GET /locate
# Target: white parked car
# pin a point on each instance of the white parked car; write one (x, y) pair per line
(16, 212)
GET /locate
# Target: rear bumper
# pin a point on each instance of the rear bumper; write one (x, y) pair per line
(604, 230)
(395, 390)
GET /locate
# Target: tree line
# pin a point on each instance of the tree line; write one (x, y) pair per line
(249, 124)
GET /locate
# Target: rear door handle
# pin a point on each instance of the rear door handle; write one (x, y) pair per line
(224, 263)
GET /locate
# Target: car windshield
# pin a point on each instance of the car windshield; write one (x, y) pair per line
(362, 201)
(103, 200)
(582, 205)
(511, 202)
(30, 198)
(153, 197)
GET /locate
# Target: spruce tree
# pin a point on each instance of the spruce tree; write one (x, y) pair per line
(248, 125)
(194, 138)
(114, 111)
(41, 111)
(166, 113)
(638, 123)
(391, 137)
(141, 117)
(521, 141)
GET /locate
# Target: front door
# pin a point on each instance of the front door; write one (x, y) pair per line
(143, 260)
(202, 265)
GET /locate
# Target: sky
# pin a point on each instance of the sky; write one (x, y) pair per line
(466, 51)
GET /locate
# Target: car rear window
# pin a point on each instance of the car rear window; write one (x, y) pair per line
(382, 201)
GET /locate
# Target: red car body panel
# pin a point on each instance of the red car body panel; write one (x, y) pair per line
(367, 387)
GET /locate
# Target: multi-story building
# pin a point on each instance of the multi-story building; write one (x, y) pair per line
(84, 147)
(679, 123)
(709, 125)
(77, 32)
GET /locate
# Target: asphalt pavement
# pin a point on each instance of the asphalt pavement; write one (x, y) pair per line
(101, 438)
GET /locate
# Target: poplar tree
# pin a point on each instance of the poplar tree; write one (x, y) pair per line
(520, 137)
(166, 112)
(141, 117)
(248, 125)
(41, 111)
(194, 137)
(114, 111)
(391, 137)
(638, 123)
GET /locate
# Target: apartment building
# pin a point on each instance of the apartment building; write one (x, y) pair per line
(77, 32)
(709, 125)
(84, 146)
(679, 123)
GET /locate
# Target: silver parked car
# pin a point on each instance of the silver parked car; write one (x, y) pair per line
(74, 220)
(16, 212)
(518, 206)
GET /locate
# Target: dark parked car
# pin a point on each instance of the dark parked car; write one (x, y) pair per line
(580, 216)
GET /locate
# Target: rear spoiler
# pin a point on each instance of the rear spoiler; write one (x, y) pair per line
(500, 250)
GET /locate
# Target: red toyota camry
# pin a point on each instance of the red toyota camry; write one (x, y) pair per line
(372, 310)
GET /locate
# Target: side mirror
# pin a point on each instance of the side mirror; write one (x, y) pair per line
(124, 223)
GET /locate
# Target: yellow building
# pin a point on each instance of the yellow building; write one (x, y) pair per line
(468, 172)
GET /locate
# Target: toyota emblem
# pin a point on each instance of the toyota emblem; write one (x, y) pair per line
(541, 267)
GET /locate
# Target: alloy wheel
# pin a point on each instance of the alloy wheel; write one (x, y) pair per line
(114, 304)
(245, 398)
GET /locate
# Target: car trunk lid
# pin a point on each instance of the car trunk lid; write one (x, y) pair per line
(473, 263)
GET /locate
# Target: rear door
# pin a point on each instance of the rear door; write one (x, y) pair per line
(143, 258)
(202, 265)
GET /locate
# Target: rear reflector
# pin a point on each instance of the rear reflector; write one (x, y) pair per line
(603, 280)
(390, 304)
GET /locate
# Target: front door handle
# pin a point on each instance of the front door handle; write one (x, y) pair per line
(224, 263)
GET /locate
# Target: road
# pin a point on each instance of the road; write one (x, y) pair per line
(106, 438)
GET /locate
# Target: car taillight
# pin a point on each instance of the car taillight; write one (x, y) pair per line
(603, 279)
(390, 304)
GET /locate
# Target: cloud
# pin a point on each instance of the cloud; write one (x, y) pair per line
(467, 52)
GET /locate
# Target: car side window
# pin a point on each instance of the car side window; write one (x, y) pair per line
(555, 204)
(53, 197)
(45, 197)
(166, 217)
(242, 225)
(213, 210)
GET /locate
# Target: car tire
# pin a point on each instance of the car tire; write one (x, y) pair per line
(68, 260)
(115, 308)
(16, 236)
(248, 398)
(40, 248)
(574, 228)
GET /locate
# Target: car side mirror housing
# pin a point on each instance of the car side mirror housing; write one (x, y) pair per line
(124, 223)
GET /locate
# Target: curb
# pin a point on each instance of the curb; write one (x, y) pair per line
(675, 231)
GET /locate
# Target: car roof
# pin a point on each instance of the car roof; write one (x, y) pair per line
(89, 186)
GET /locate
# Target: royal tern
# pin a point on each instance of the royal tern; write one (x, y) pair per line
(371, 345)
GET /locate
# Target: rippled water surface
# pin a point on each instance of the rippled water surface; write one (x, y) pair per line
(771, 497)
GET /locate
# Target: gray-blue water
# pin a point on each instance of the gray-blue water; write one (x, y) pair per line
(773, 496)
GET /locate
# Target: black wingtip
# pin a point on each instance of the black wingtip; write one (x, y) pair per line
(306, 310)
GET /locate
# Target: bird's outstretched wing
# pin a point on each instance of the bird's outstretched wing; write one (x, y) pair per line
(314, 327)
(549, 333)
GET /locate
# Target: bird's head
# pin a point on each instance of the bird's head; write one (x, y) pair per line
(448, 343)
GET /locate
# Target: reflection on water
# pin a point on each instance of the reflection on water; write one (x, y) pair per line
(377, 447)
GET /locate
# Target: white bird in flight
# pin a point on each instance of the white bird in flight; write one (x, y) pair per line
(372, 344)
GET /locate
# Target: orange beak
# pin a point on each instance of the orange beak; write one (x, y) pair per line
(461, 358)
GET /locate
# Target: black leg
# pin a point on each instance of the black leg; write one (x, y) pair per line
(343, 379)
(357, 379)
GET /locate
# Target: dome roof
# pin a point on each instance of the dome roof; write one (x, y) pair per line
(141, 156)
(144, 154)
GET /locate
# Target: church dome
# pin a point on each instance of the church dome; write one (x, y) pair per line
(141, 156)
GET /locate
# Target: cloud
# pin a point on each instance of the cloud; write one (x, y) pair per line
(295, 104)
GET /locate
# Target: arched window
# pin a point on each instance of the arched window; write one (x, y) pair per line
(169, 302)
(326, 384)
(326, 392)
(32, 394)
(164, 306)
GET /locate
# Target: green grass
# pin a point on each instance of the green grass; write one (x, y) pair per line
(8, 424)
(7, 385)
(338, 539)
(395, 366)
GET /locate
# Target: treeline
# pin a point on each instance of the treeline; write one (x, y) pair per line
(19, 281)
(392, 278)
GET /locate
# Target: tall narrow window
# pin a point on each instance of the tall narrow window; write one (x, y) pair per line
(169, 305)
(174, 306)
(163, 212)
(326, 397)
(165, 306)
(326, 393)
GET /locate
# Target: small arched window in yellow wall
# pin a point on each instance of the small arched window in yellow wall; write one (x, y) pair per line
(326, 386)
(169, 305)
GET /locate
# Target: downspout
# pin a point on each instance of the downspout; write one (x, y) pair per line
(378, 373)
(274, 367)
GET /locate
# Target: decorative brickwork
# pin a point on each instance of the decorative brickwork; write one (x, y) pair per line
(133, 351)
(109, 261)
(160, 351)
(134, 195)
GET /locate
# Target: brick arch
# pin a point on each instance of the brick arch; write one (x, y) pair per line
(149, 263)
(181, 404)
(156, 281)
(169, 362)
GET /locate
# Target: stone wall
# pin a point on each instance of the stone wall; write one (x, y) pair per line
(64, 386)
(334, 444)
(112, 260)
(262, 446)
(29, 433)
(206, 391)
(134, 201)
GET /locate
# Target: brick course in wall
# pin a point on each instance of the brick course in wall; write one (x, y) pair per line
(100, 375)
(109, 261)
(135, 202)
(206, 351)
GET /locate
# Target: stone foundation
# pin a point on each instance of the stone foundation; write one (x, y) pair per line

* * *

WHAT YOU NEED TO DO. Extract the listing in its entirety, matching it exactly.

OUTPUT OF THE EXERCISE.
GET /locate
# Target: white parked car
# pin a point on each instance of the white parked car; write one (x, y) pair per line
(16, 212)
GET /locate
# Target: rear bumper
# pin a point on each instance of the rear bumper; write one (x, y) pair per line
(604, 230)
(395, 390)
GET /locate
# Target: tree line
# pin a point on each instance of the tree line; write one (x, y) pair per line
(249, 124)
GET /locate
# Target: rear door handle
# pin a point on each instance of the rear door handle; write one (x, y) pair per line
(224, 263)
GET /locate
# Target: car windshield
# pin a point on each instance of the car windshield; write one (x, y) pair per line
(362, 201)
(103, 200)
(582, 205)
(511, 202)
(30, 198)
(153, 197)
GET /locate
# Target: spruce tree
# pin a point on each instance of the spruce tree; write one (x, y) pair per line
(248, 125)
(194, 138)
(114, 111)
(41, 111)
(166, 113)
(638, 123)
(391, 137)
(141, 117)
(521, 141)
GET /locate
# Target: front door
# pin a point on each instance of the front door; write one (x, y) pair per line
(143, 260)
(202, 265)
GET /locate
# Target: sky
# pin a point on each instance of the sky; write one (x, y) pair per line
(466, 51)
GET /locate
# Target: car rear window
# pin a point on each instance of the car rear window; write one (x, y) pair per line
(382, 201)
GET /locate
# Target: red car body panel
# pin a point on each instance of the red car body panel; write one (x, y) pair per line
(367, 387)
GET /locate
# Target: multi-story building
# pin a point on each instance of the multi-story building; write one (x, y) pair per line
(84, 147)
(679, 123)
(709, 125)
(77, 32)
GET /locate
# Target: asphalt pavement
# pin a point on each instance of the asphalt pavement; write one (x, y) pair per line
(101, 438)
GET /locate
# Target: poplar tree
# pin a point on each instance of the poplar tree; write one (x, y) pair per line
(520, 137)
(166, 112)
(141, 117)
(248, 125)
(41, 111)
(194, 137)
(114, 111)
(391, 137)
(638, 123)
GET /locate
# Target: apartment building
# pin a point on each instance of the apartment building; write one (x, y) pair per line
(77, 32)
(709, 125)
(84, 146)
(679, 123)
GET /locate
# Target: silver parked car
# pin a point on each instance of the silver parked car; write one (x, y) pair per line
(74, 220)
(16, 212)
(518, 206)
GET /locate
# Target: dark parked car
# pin a point on each instance of the dark parked car; write one (x, y) pair per line
(580, 216)
GET /locate
# Target: rear spoiler
# pin a point on each instance of the rear spoiler; write one (x, y) pair per line
(500, 250)
GET /locate
# Target: red toyota camry
# pin a point on each instance of the red toyota camry; write one (x, y) pair per line
(372, 310)
GET /locate
# Target: side mirror
# pin a point on each instance of the side mirror; write one (x, y) pair per line
(124, 223)
GET /locate
# Target: yellow building
# pin a point on each instance of the yellow building; write one (x, y) pair per line
(468, 172)
GET /locate
# Target: toyota emblem
# pin a point on each instance of the toyota emblem; write one (x, y) pair per line
(541, 267)
GET /locate
# Target: alloy wheel
# pin a point on each instance of the alloy wheel; write one (x, y) pair per line
(114, 304)
(245, 398)
GET /locate
# Target: car trunk lid
# pin a point on each instance of the car trunk lid; write one (x, y) pair per line
(473, 263)
GET /locate
# Target: rear door
# pin a point on each instance of the rear door; write one (x, y) pair per line
(143, 258)
(202, 265)
GET /locate
# Target: rear reflector
# pin a point on each instance of the rear reflector; write one (x, y) pair per line
(603, 280)
(390, 304)
GET /locate
# Target: front door handle
# pin a point on each instance of the front door handle; write one (x, y) pair per line
(224, 263)
GET /locate
# Target: road
# pin a point on each instance of the road; write one (x, y) pair per line
(106, 438)
GET /locate
# Target: car taillight
# pin a point on each instance of the car taillight; write one (x, y) pair per line
(603, 279)
(390, 304)
GET /locate
# Target: cloud
# pin a point on each instance of the cloud; write one (x, y) pair per line
(467, 52)
GET /locate
# Target: car side window
# pin a point on each instance of the car side window; write one (x, y) pair per line
(555, 204)
(53, 197)
(45, 197)
(166, 217)
(242, 225)
(213, 210)
GET /locate
# Target: car tire
# pin a point on each instance of the car tire; write one (x, y) pair per line
(68, 260)
(115, 308)
(16, 236)
(248, 398)
(40, 248)
(574, 228)
GET /locate
# Target: car side mirror housing
# pin a point on each instance of the car side mirror housing; write one (x, y) pair per line
(124, 223)
GET /locate
# Target: curb
# pin a point on each instance of the curb; write one (x, y) pair per line
(675, 231)
GET /locate
# Target: car roof
# pin a point on each instance of the car roof; write one (x, y) pair per line
(89, 186)
GET /locate
# Target: royal tern
# pin a point on each instance of the royal tern; write one (x, y) pair per line
(371, 345)
GET /locate
# Target: rippled water surface
# pin a point on each instance of the rippled water surface; write one (x, y) pair per line
(771, 497)
GET /locate
# Target: gray-blue water
# pin a point on each instance of the gray-blue water; write one (x, y) pair per line
(773, 496)
GET /locate
# Target: black wingtip
# pin a point on each instance of the black wingtip; write one (x, y) pair per line
(306, 310)
GET /locate
# Target: bird's outstretched wing
# pin a point on each instance of the bird's outstretched wing; write one (x, y) pair per line
(314, 327)
(549, 333)
GET /locate
# Target: bird's head
# pin a point on each instance of the bird's head; write one (x, y) pair per line
(448, 343)
GET /locate
# Target: reflection on water
# pin a point on each instance of the reflection on water; write one (x, y) pair per line
(377, 447)
GET /locate
# Target: white bird in flight
# pin a point on each instance of the white bird in flight; write one (x, y) pair per line
(372, 344)
GET /locate
# Target: orange beak
# pin a point on each instance of the orange beak; write one (x, y) pair per line
(461, 358)
GET /locate
# Target: black leg
# pin a point on each instance of the black leg; write one (x, y) pair per line
(343, 379)
(357, 379)
GET /locate
# Target: dome roof
# pin a point on each instance of the dome roof; write one (x, y) pair per line
(141, 156)
(144, 154)
GET /locate
# Target: church dome
# pin a point on each instance of the church dome; write one (x, y) pair per line
(141, 156)
GET /locate
# Target: cloud
# pin a point on each instance of the cloud; write one (x, y) pair per line
(295, 104)
GET /locate
# Target: arched window
# pin a point on each instance of the arched window; write one (x, y) pair per line
(169, 302)
(326, 384)
(326, 392)
(32, 394)
(164, 306)
GET /locate
# Target: green grass
# pin a point on each instance of the green grass; write one (x, y) pair per line
(8, 424)
(7, 385)
(338, 539)
(395, 366)
GET /locate
# Target: treeline
# pin a point on each instance of the treeline; write one (x, y) pair per line
(19, 281)
(392, 278)
GET /locate
# Target: tall narrow window
# pin a point on each instance of the tall narrow window; write one (x, y) pair per line
(169, 305)
(174, 306)
(163, 212)
(326, 397)
(165, 306)
(326, 393)
GET /locate
# Target: small arched window in yellow wall
# pin a point on each instance of the small arched window in yellow wall; write one (x, y) pair per line
(326, 386)
(169, 305)
GET /locate
# Target: downspout
# pin a point on each instance of the downspout; write one (x, y) pair per line
(378, 373)
(274, 367)
GET /locate
# Target: decorative brickwork
# pin a point on each instance of the decorative brickwork; write one (x, y) pair per line
(133, 351)
(109, 261)
(160, 351)
(134, 195)
GET /locate
# Target: brick arch
# pin a point on each instance of the brick arch; write one (x, y) pair per line
(149, 263)
(181, 404)
(156, 281)
(169, 362)
GET /locate
# Target: stone wall
# pin a point on each instance of the stone wall; write one (x, y) pair per line
(64, 386)
(334, 444)
(112, 260)
(262, 446)
(29, 433)
(206, 391)
(134, 201)
GET /locate
# Target: brick course in wall
# pin a point on each instance of the brick course in wall; write one (x, y) pair per line
(100, 375)
(109, 261)
(135, 202)
(206, 351)
GET /locate
# Target: stone foundation
# pin a point on each instance of the stone foundation; write one (x, y) pair per line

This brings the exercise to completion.